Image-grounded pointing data

++++++++++

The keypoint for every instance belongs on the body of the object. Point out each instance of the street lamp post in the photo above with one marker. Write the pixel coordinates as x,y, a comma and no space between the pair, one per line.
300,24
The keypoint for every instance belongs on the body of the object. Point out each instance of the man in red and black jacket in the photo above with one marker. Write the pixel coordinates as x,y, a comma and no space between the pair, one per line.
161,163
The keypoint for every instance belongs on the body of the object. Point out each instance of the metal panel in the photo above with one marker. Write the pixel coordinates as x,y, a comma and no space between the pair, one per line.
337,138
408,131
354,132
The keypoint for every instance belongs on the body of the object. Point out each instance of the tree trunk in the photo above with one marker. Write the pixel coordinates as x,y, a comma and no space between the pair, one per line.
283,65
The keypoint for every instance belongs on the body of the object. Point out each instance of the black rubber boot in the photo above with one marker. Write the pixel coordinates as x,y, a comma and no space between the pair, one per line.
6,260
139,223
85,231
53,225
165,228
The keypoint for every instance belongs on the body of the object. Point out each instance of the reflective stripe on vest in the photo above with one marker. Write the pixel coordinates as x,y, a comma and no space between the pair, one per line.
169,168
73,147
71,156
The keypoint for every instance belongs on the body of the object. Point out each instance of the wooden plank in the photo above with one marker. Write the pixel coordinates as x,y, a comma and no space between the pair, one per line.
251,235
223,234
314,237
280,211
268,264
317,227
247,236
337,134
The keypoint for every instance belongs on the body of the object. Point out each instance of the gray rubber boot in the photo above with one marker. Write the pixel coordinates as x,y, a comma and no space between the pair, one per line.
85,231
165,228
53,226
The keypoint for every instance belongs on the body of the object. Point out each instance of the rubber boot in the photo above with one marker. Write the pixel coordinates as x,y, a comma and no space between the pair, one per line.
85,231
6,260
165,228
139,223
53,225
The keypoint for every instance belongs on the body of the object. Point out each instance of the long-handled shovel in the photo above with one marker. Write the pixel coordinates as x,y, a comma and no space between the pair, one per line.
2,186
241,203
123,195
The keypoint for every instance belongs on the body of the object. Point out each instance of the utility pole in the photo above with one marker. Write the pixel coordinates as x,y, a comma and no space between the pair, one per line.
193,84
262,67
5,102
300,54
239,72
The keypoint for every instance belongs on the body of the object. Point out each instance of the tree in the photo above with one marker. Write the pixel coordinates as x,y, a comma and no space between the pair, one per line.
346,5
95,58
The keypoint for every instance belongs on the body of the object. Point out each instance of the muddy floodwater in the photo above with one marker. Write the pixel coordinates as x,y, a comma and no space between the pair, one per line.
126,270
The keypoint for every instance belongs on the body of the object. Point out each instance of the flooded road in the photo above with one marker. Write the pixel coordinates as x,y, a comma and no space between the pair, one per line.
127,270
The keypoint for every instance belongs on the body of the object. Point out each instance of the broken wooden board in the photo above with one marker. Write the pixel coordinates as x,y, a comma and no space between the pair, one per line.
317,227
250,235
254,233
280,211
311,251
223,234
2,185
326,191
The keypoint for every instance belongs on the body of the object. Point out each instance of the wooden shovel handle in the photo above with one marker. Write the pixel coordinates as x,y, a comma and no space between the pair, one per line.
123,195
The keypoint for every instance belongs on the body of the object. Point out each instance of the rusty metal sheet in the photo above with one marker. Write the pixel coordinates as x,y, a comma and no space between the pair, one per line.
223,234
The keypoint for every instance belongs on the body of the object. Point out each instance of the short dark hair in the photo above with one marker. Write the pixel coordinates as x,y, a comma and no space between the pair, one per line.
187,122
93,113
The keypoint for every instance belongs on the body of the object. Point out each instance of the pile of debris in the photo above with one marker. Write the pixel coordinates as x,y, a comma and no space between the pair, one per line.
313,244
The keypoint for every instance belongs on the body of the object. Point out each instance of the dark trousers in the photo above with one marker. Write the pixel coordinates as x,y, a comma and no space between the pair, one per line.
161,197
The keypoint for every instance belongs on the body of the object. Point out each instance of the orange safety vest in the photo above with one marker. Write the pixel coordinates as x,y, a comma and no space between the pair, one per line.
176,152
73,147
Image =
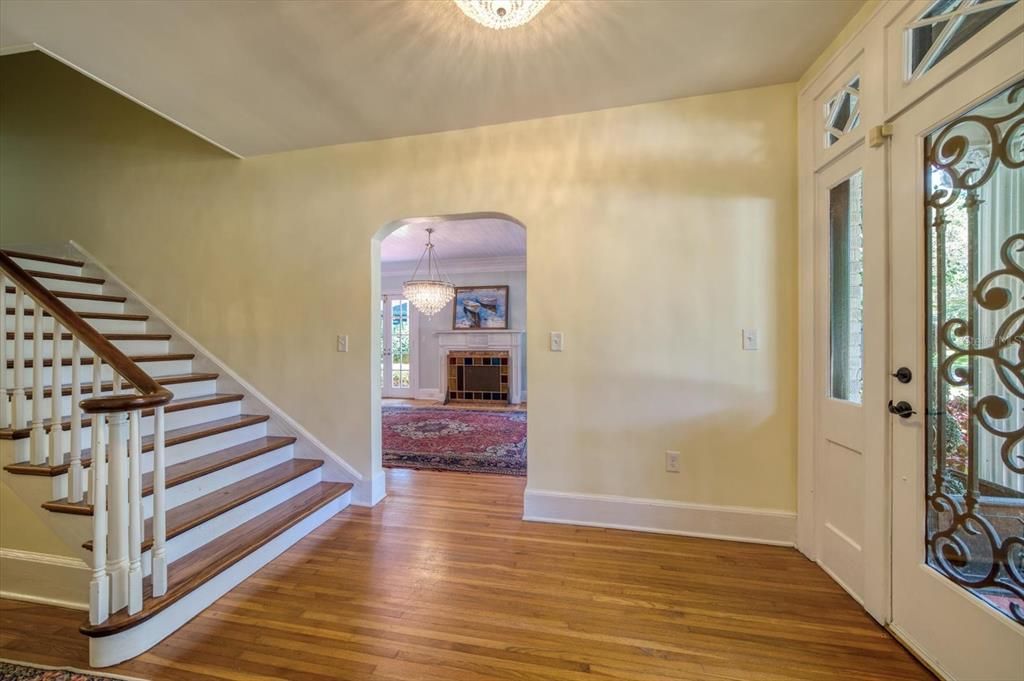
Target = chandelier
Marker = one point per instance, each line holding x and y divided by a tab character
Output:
501	13
429	295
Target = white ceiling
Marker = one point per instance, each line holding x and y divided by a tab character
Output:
458	240
264	76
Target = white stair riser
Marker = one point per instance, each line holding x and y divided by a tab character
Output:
174	455
74	287
188	417
187	542
186	492
155	369
76	304
41	266
128	347
109	650
180	390
102	326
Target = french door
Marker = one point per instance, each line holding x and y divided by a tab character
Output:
957	390
397	338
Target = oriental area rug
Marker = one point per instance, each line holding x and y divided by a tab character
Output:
465	440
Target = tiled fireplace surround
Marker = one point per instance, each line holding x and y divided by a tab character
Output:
481	366
478	376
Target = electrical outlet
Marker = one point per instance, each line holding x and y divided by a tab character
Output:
750	339
671	462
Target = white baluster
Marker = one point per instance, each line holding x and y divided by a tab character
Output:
134	514
17	414
117	559
4	396
56	396
99	595
37	443
159	511
75	455
98	441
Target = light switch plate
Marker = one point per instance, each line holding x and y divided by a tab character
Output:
750	339
671	462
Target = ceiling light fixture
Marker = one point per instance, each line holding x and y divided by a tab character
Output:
501	13
429	295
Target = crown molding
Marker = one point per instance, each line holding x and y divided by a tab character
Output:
510	263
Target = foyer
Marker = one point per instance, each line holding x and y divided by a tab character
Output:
451	550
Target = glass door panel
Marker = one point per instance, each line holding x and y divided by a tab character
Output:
974	194
396	347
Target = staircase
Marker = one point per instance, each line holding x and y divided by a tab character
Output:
188	494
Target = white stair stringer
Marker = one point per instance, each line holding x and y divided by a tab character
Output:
287	498
107	650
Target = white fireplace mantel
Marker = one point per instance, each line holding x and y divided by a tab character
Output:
484	339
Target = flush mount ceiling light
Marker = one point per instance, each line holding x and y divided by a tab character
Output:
429	295
501	13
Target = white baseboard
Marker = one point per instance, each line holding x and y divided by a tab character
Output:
734	523
45	579
291	425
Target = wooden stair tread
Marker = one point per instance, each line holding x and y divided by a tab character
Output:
81	296
172	379
171	407
89	315
43	258
38	273
85	362
192	514
171	437
195	569
200	466
48	336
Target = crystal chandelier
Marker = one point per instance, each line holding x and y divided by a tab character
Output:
501	13
429	295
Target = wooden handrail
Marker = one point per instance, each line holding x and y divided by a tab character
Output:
153	394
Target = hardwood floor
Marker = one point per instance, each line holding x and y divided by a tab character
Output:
443	582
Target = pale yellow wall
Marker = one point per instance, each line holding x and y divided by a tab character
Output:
654	233
23	529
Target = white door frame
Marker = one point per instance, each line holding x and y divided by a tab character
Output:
864	55
954	632
414	351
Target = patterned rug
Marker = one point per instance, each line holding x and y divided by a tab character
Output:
22	672
467	440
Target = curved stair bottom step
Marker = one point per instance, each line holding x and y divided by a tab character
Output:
115	648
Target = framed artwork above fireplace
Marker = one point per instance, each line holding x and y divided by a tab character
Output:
480	307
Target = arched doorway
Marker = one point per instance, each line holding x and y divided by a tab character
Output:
451	388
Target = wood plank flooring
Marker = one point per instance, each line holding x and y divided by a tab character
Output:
443	582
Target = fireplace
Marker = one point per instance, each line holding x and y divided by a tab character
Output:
478	376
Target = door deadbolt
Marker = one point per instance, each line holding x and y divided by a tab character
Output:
901	409
903	375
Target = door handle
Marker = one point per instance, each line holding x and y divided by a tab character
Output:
901	409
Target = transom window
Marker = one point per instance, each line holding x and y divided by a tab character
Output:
842	113
944	27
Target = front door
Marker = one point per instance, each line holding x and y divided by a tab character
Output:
396	350
957	389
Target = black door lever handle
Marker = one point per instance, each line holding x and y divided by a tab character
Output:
901	409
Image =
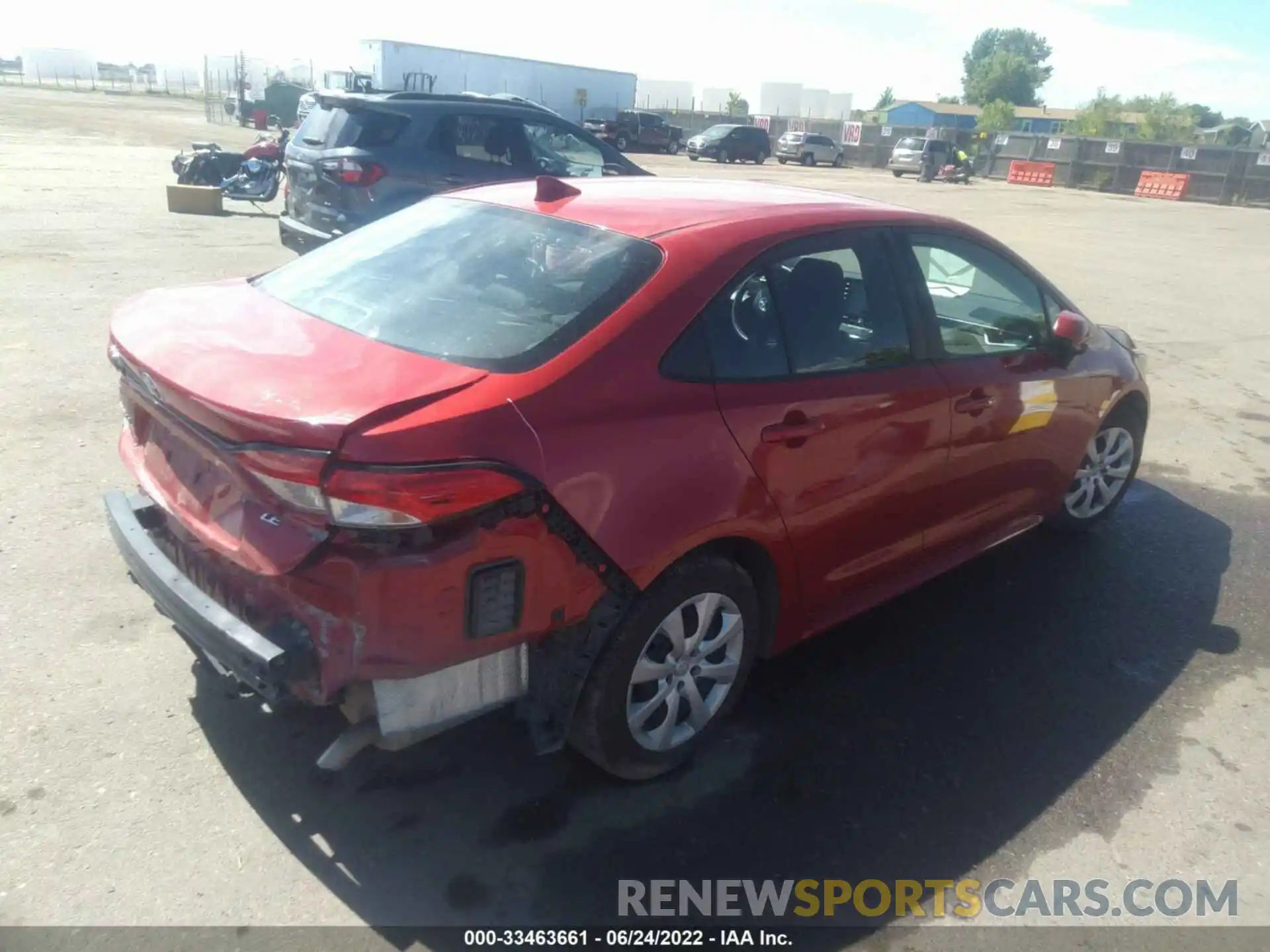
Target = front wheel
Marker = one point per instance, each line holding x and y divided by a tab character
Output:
1108	467
671	670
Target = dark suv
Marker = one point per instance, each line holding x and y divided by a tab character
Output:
359	158
730	143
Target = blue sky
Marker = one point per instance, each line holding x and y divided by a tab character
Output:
1210	51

++++++++++

** WHAT TO DO **
Scan the data above for the word "chandelier", then copy every line that holds it.

** REPLY **
Target = chandelier
Target = crystal chandelier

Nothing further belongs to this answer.